--- Start of Supplied data ---

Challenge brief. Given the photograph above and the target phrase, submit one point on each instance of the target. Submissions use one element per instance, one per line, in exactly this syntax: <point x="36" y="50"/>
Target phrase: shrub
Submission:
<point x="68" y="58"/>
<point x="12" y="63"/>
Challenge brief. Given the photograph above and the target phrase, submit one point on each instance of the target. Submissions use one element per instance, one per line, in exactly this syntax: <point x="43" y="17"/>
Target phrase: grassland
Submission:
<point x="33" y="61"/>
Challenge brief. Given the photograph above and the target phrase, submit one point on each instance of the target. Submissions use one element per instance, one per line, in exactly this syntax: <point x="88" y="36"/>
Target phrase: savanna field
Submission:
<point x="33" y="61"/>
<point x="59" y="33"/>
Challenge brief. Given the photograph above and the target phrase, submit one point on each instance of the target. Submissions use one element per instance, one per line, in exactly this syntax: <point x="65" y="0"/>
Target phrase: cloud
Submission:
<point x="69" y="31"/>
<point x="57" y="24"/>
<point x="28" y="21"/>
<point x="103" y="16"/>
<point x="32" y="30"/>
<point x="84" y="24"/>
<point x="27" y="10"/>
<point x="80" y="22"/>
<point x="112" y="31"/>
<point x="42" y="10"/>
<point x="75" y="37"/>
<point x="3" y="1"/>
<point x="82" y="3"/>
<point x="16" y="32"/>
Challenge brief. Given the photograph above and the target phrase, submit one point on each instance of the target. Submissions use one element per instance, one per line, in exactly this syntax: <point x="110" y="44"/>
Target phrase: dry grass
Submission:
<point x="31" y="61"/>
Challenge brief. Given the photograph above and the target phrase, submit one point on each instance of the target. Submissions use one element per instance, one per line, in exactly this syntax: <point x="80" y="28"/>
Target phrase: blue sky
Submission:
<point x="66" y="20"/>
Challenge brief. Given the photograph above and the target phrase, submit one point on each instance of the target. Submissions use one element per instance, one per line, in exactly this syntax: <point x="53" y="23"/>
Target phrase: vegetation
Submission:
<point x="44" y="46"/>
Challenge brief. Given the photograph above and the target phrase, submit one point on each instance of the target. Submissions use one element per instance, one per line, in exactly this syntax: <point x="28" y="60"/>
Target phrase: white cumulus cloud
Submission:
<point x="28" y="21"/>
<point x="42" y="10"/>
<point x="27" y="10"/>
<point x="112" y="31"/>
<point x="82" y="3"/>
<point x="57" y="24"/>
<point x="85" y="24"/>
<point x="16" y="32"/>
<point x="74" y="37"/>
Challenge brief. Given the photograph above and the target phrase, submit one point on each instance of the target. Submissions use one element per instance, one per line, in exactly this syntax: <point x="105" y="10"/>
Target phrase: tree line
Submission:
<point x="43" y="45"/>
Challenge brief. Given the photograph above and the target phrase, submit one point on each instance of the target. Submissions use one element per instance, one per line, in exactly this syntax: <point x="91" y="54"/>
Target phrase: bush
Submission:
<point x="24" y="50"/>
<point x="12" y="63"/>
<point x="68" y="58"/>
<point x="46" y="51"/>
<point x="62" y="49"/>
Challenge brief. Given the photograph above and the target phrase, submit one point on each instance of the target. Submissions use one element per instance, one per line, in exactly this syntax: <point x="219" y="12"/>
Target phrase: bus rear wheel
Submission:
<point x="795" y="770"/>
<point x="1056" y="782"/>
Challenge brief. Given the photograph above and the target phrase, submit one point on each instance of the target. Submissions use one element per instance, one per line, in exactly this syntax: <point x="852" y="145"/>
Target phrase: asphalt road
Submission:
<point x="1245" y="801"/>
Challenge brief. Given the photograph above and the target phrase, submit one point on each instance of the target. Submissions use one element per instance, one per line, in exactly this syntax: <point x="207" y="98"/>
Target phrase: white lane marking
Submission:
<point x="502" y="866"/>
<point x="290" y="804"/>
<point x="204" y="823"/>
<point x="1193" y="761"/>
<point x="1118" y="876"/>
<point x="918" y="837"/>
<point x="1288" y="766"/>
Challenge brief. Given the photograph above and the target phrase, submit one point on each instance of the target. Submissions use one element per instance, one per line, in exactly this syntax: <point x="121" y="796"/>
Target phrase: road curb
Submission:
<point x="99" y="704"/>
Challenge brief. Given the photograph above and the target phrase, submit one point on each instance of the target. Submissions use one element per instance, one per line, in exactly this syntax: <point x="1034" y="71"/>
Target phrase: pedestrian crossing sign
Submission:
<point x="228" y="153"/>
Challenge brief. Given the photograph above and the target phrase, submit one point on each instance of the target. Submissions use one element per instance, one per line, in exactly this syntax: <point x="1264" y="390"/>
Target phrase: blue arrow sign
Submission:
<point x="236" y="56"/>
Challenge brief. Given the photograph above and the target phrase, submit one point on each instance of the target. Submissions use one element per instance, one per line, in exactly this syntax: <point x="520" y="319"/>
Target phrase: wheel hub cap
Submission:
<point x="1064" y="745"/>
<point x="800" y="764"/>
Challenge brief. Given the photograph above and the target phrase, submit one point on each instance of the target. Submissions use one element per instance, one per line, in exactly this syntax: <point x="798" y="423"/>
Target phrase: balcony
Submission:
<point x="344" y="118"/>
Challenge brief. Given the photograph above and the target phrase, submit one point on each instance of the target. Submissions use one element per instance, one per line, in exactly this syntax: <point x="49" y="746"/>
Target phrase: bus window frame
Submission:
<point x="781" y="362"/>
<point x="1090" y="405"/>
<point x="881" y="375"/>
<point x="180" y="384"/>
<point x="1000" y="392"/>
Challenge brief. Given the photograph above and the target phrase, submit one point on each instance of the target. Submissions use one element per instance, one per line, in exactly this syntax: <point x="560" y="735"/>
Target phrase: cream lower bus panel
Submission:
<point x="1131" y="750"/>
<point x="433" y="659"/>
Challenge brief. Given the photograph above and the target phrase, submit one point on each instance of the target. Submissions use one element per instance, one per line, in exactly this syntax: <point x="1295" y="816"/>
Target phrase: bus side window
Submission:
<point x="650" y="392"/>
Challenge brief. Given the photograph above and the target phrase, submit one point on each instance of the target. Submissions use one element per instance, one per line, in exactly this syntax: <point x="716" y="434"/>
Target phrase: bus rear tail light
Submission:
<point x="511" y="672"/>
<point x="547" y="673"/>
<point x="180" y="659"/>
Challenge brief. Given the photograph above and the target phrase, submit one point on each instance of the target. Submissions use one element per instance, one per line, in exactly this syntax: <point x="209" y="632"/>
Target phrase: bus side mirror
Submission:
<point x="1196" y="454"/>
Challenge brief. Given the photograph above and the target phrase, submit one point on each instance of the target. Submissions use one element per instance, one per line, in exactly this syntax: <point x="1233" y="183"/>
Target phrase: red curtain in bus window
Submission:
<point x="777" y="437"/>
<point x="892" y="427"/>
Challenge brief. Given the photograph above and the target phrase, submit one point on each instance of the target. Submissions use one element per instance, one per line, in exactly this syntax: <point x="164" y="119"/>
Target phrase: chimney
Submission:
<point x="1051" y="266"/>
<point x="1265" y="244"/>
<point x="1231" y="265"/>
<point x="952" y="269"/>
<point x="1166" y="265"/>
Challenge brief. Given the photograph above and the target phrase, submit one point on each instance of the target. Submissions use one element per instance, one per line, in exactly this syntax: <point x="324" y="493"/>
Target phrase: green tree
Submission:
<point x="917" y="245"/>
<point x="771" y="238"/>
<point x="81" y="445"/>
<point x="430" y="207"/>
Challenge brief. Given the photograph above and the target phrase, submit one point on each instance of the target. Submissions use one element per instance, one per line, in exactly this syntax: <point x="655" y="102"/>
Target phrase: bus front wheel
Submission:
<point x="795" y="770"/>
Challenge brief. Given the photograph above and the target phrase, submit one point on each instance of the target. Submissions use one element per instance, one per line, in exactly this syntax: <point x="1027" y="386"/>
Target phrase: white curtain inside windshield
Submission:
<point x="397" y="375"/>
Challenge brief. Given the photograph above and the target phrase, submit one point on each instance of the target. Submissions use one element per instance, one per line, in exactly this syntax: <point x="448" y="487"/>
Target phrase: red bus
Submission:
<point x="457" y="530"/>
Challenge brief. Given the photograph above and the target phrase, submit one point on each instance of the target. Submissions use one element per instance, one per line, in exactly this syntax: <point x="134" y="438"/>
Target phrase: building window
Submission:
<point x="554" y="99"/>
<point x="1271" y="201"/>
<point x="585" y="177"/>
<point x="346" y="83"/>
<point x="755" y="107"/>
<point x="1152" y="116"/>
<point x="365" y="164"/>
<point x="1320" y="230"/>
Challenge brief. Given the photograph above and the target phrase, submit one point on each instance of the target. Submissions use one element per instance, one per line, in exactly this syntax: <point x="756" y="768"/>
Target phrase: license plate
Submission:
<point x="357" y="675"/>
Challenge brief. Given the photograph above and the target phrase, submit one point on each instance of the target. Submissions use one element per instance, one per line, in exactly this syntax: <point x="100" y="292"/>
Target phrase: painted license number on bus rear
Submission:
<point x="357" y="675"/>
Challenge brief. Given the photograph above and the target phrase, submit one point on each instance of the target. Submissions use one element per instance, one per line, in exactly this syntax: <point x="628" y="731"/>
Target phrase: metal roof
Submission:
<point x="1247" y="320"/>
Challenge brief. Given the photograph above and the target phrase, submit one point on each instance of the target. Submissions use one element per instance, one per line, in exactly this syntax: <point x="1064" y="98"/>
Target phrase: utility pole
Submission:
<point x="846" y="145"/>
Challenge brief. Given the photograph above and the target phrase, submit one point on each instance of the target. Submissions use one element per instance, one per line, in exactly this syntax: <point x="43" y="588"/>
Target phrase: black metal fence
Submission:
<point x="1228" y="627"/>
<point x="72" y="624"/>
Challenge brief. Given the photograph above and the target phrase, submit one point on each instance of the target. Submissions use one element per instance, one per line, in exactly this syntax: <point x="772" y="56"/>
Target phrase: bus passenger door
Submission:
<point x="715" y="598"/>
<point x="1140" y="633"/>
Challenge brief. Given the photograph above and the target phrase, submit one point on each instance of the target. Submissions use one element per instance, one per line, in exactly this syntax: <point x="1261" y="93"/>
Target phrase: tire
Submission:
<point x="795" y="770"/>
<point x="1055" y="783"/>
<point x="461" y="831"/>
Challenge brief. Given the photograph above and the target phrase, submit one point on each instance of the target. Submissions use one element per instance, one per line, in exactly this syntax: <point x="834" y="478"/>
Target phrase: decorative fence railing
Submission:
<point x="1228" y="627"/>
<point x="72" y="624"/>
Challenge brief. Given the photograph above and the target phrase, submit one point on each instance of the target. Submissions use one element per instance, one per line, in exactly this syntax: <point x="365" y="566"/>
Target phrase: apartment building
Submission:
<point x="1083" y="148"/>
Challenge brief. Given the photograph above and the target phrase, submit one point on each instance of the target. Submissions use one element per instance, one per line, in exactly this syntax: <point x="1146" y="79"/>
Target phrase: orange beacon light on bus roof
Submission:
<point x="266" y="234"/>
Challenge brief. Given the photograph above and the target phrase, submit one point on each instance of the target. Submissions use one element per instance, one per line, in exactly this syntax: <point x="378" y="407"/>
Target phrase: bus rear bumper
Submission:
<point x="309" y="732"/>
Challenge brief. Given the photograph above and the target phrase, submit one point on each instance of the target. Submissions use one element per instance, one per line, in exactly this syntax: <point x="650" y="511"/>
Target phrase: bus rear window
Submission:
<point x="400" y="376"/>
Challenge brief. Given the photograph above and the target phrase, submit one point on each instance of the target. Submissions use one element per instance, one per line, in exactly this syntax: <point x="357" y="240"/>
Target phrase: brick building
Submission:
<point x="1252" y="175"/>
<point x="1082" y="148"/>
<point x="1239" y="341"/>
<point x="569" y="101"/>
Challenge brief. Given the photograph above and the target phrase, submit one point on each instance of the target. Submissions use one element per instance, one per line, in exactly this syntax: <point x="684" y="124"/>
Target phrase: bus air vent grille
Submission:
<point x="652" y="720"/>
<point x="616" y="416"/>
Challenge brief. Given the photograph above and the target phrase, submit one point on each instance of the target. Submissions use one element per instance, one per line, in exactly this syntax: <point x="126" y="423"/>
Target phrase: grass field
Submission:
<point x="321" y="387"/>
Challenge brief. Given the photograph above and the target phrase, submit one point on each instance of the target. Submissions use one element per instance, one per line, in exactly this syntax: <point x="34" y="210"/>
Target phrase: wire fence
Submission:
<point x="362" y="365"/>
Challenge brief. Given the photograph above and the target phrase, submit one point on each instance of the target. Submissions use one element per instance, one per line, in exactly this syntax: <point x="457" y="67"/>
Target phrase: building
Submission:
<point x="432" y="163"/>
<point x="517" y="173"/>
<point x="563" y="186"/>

--- End of Supplied data ---

## Brief
Locate every line of the rows above that contains the string "license" and copy each such line. Matching is case-sensitive.

## Response to this task
Target phrase: license plate
Target phrase: painted license number on bus rear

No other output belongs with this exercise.